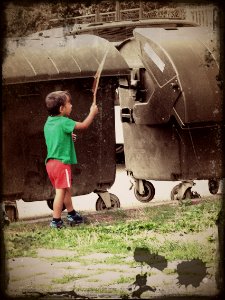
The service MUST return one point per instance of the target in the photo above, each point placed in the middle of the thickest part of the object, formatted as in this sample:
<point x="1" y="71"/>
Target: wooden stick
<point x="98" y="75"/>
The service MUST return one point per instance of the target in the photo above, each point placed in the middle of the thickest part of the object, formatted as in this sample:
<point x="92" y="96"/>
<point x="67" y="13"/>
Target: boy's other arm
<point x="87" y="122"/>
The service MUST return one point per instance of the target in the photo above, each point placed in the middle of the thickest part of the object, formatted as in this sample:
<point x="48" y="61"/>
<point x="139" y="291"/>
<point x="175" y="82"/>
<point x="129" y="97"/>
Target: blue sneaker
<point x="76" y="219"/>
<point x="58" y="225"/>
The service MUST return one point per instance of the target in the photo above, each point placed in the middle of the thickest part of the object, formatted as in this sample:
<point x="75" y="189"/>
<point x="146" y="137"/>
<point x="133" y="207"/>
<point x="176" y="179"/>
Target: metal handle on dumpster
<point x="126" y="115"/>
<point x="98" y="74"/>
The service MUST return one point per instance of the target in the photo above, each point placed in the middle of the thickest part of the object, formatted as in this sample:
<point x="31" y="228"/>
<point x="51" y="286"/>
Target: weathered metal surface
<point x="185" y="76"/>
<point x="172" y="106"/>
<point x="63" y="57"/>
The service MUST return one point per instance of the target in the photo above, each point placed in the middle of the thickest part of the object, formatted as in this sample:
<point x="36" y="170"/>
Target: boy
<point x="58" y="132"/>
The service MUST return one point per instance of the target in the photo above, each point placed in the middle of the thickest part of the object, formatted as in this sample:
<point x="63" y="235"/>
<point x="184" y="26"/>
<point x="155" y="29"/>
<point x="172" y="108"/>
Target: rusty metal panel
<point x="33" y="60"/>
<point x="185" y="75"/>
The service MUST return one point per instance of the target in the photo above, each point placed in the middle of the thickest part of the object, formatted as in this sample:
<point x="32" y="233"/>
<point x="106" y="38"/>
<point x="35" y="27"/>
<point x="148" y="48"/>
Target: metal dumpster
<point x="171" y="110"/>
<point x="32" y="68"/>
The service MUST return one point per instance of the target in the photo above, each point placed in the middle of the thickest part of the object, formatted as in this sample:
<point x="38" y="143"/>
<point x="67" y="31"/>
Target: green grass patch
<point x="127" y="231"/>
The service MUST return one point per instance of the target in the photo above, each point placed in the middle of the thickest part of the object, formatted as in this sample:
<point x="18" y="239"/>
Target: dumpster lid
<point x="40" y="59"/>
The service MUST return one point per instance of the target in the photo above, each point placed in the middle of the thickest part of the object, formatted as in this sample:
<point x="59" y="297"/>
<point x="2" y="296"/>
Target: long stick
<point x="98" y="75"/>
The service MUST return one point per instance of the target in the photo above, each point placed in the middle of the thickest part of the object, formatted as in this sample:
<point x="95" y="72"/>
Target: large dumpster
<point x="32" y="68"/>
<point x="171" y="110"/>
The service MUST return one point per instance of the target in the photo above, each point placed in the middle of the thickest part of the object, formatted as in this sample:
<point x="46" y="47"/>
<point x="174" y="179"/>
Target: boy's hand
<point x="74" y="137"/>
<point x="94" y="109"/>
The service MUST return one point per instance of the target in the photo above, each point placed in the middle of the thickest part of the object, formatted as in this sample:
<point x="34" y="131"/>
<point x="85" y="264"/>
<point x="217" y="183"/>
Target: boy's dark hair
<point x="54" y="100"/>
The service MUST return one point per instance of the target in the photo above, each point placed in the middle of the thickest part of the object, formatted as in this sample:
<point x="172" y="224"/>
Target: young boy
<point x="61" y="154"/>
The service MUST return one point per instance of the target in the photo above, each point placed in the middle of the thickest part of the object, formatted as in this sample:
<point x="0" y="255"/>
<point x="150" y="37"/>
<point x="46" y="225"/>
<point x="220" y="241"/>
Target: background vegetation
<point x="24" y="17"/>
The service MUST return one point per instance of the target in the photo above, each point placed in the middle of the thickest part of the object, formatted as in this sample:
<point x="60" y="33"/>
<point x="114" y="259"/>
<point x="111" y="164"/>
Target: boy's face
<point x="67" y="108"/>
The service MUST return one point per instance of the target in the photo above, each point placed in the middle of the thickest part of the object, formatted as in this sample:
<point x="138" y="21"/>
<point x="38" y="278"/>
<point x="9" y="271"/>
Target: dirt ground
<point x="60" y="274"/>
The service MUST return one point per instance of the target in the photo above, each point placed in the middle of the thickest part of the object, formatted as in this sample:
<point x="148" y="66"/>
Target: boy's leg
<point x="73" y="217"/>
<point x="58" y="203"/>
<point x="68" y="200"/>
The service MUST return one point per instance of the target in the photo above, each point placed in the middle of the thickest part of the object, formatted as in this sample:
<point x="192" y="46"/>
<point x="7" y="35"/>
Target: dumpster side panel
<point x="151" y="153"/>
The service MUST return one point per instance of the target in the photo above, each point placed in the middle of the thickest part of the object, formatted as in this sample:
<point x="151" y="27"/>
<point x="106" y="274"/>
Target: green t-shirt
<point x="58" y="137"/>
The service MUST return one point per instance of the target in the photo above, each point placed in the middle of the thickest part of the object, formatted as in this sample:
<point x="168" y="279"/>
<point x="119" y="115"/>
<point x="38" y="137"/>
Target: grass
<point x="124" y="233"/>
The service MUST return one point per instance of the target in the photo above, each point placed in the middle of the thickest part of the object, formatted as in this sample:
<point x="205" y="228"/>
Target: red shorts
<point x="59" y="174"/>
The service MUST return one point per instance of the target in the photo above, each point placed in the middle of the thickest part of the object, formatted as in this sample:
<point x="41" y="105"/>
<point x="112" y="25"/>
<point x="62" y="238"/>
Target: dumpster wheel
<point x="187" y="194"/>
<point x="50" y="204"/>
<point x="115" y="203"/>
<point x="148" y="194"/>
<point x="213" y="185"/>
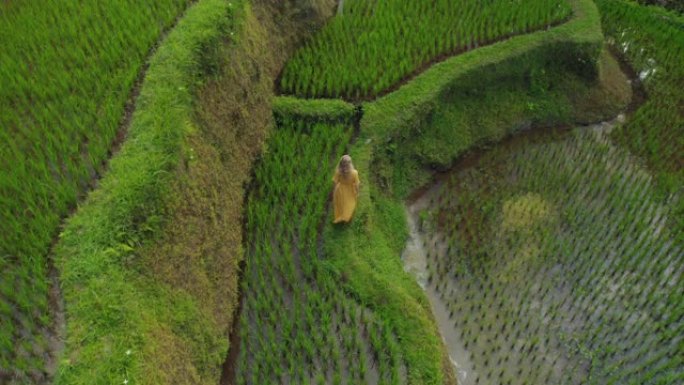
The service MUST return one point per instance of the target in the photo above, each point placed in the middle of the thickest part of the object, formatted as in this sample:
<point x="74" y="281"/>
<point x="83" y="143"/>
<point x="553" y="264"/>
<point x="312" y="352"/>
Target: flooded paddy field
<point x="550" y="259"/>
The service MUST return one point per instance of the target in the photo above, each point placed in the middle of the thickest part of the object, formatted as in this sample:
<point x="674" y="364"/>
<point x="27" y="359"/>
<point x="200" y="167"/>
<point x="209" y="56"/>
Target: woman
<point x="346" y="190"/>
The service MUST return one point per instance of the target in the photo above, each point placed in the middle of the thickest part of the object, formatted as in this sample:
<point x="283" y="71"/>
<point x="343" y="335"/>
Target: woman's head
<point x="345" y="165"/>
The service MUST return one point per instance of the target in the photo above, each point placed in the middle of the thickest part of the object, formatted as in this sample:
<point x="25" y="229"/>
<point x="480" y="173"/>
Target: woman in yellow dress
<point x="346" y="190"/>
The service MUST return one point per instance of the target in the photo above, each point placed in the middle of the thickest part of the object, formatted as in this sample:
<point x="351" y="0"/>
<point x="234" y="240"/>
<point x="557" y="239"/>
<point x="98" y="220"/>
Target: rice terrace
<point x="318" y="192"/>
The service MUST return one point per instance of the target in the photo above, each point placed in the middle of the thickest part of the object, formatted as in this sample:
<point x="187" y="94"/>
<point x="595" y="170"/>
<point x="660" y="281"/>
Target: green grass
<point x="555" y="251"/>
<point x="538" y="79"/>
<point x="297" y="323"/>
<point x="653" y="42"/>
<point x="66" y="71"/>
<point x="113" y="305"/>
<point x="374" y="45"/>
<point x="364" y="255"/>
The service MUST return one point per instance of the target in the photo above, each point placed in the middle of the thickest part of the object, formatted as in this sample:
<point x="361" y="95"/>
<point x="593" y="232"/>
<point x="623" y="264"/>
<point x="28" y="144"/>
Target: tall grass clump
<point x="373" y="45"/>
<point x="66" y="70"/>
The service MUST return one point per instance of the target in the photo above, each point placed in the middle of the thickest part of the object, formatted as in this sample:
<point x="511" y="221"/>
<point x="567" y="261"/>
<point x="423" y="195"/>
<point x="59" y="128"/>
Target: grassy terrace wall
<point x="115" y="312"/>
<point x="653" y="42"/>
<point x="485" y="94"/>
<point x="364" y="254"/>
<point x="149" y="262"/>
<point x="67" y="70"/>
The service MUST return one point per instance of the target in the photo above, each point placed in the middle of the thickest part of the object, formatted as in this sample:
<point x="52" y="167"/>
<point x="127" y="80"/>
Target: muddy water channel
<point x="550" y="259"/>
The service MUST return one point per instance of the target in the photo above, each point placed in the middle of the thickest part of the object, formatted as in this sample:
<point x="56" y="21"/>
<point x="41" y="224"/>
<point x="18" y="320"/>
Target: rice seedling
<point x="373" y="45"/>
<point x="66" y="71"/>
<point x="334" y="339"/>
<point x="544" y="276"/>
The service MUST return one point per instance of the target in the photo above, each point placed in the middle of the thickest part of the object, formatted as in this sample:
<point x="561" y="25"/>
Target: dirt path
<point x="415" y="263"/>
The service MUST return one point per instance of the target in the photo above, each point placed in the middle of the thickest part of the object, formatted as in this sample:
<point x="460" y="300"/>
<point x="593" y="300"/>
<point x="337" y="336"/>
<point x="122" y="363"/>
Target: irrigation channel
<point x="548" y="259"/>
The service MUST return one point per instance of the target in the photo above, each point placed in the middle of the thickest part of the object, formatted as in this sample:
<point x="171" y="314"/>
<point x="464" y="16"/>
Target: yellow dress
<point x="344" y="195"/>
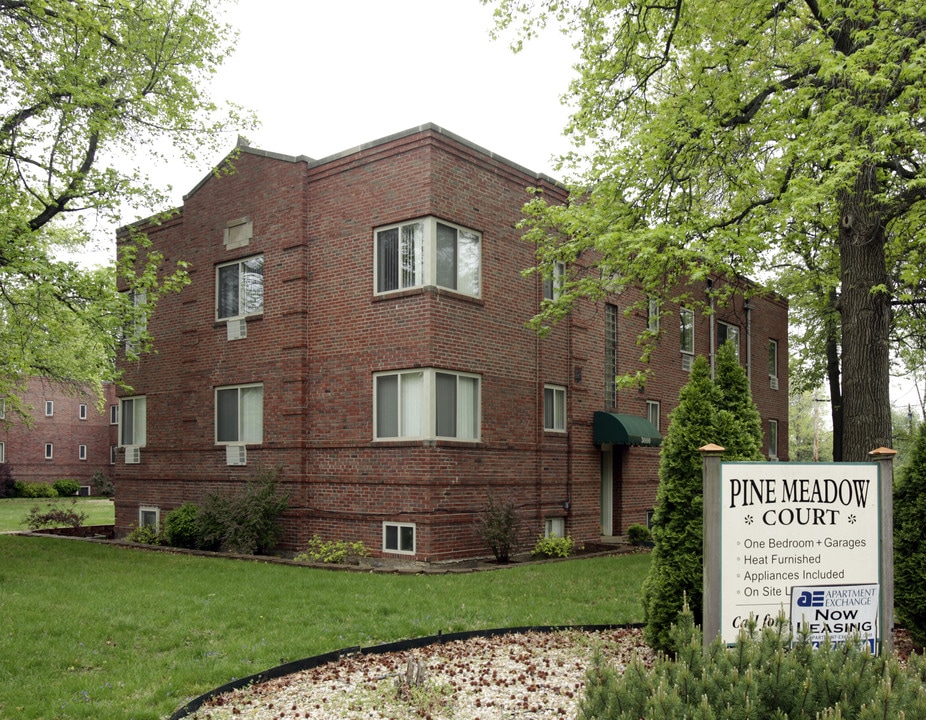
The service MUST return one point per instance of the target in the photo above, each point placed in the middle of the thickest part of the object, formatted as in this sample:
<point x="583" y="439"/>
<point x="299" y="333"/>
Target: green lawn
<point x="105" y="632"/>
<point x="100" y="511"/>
——
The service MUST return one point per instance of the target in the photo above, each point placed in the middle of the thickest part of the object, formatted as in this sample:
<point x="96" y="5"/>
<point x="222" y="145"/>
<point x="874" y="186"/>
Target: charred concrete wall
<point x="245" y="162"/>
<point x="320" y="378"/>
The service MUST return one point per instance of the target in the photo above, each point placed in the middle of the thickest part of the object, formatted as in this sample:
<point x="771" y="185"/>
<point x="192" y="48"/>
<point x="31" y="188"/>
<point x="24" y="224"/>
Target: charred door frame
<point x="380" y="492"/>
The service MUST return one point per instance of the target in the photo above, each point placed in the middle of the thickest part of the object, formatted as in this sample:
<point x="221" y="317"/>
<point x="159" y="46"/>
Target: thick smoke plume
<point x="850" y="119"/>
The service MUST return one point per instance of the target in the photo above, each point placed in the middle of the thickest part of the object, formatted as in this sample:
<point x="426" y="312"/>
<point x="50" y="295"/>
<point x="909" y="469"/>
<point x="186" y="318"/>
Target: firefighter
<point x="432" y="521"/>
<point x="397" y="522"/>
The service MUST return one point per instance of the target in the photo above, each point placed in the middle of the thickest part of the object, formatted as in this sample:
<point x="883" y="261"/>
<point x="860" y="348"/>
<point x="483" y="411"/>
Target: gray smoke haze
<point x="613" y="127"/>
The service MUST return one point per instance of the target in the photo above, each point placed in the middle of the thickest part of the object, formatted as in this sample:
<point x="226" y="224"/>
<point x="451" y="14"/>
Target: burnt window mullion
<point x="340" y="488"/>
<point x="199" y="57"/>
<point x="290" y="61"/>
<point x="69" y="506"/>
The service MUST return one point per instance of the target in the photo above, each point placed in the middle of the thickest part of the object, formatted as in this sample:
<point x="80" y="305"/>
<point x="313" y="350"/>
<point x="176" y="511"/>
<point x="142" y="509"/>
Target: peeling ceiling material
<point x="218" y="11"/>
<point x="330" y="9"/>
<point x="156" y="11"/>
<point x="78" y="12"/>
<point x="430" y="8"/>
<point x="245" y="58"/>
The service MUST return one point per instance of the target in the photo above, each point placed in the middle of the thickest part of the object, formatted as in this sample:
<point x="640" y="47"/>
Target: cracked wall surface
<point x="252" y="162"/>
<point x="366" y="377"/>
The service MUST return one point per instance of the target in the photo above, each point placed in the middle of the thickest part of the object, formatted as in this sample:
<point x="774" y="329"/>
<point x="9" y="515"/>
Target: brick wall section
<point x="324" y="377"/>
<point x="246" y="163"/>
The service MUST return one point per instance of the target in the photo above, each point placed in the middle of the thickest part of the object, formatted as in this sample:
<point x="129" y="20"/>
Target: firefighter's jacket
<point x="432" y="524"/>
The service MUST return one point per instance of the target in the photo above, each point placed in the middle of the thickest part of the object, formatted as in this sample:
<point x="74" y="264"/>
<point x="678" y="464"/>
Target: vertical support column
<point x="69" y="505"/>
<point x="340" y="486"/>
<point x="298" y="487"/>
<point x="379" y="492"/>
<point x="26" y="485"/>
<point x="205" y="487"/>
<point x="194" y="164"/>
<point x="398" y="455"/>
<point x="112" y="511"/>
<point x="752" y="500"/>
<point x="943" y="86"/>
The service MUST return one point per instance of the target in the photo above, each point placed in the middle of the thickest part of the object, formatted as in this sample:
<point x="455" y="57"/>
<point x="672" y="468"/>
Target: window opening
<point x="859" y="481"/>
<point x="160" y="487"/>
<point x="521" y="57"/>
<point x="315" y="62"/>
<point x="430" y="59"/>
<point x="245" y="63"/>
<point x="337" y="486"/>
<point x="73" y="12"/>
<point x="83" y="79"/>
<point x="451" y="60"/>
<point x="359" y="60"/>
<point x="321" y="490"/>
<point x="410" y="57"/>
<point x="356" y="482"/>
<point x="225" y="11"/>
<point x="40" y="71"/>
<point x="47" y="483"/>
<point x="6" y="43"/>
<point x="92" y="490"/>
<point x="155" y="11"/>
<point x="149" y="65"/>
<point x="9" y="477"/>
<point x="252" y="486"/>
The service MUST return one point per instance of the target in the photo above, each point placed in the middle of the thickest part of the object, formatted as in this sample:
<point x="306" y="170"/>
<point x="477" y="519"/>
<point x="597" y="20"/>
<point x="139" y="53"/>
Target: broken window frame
——
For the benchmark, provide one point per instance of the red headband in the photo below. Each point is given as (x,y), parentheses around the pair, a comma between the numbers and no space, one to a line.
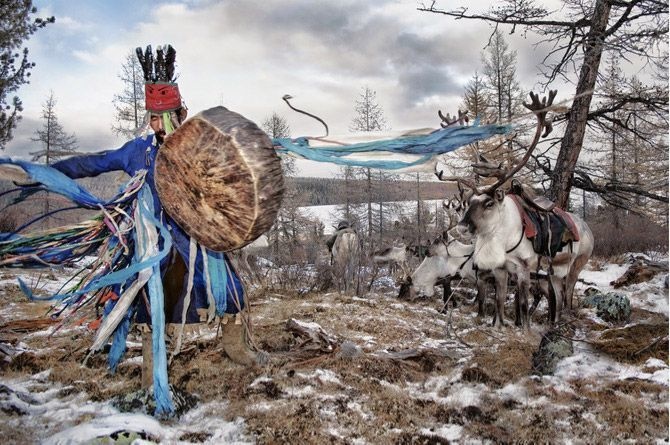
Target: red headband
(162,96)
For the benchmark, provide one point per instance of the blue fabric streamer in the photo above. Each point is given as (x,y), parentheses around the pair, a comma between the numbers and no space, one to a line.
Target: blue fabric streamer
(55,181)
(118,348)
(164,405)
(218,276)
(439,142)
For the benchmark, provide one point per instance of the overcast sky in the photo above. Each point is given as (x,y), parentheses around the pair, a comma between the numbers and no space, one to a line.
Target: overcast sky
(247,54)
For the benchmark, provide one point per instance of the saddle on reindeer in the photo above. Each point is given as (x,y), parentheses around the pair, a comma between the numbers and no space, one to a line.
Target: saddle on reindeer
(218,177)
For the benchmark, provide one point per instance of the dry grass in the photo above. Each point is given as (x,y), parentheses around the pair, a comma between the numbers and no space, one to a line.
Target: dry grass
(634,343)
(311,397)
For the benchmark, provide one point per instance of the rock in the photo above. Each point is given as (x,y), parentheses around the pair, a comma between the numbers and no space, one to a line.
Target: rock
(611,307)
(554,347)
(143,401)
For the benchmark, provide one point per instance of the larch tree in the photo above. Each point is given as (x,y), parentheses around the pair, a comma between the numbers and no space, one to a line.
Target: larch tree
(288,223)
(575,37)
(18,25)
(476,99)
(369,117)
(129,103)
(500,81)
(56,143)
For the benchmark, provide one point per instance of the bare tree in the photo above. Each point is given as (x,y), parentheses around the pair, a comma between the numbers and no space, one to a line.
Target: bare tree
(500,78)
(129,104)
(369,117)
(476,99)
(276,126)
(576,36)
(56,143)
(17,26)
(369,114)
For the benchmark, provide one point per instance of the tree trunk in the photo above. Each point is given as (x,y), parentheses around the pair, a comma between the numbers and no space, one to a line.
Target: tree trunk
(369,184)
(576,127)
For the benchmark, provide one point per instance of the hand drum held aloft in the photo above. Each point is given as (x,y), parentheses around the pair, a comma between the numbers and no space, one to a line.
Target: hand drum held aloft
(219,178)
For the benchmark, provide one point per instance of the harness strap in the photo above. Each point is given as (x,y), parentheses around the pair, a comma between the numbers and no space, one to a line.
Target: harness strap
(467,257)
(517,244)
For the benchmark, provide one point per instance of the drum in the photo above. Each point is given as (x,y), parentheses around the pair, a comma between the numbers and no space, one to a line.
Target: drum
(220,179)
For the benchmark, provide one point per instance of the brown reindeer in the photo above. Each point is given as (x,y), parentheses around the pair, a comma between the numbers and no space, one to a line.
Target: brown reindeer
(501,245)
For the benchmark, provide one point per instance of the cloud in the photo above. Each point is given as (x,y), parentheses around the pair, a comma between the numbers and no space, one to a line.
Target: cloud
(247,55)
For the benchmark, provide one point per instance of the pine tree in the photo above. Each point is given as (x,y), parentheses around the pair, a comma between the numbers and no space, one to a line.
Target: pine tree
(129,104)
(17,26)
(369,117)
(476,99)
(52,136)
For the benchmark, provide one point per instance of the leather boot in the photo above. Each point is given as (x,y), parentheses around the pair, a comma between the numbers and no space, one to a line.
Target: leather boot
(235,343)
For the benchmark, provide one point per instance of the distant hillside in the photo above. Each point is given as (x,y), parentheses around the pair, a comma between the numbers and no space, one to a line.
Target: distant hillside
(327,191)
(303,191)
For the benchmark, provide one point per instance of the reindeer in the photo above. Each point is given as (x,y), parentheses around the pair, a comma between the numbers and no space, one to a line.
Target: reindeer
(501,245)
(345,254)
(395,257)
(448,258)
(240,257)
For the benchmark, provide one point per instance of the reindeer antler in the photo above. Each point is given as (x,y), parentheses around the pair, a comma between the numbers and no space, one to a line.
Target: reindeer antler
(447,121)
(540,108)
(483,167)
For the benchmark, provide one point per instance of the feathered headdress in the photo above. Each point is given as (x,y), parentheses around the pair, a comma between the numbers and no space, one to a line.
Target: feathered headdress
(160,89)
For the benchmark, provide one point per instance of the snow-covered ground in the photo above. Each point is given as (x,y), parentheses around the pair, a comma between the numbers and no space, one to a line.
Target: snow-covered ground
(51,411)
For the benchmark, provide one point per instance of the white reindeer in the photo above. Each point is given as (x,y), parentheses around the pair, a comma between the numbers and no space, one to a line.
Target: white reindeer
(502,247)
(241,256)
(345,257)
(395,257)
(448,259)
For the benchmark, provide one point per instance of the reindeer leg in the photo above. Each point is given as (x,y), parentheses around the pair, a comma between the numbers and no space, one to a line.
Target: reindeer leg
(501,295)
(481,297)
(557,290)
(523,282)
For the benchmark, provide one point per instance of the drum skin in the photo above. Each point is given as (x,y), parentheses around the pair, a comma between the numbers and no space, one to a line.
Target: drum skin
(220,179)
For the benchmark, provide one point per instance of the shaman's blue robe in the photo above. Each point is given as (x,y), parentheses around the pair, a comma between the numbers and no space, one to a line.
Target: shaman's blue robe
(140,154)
——
What the exercise asks — Find each row above that contains the word "green" and copy every such row in full. Case matters, so a row counts only if its letters match the word's capitalization.

Result of this exercise —
Target: green grass patch
Target: green t-shirt
Target: green grass
Target: green lawn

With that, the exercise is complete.